» Source entries
┄┄┄┄┄┄┄┄┄┄┄┄┄┄┄┄┄┄┄┄
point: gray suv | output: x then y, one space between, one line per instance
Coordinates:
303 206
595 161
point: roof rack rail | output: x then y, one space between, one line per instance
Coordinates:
┄┄┄┄┄┄┄┄┄┄┄┄┄┄┄┄┄┄┄┄
» What you should do
Copy every entry above line by line, reproducing each one verbatim.

» Expected answer
point: gray suv | output: x then y, one space between, one line per instance
Coordinates:
303 206
595 161
point: roof rack rail | output: x then y, one space between, one line per instance
Coordinates:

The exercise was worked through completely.